Could you copy out, unchanged, only the stretch of entries from the line containing "Task: point: the plastic" through the end of the entries?

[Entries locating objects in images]
#####

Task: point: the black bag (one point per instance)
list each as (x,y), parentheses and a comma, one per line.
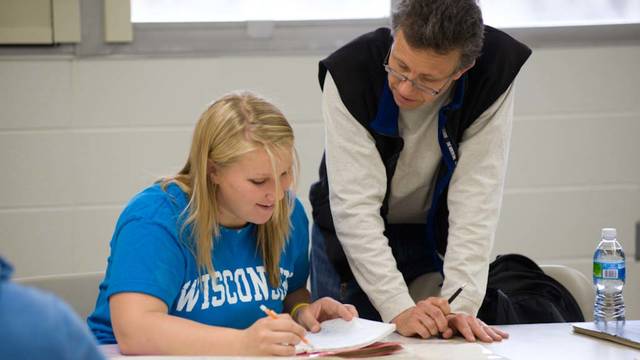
(519,292)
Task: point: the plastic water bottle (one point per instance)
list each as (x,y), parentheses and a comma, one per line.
(608,279)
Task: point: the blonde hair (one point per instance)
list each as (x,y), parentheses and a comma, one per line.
(231,127)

#####

COMPLETE RESPONSE:
Task: point: the plastic water bottle (one point per instance)
list each as (x,y), parentheses and a comma, one per line.
(608,279)
Task: point: the blonde hair (one point per instance)
list each as (x,y), parentheses and a comma, one per line.
(231,127)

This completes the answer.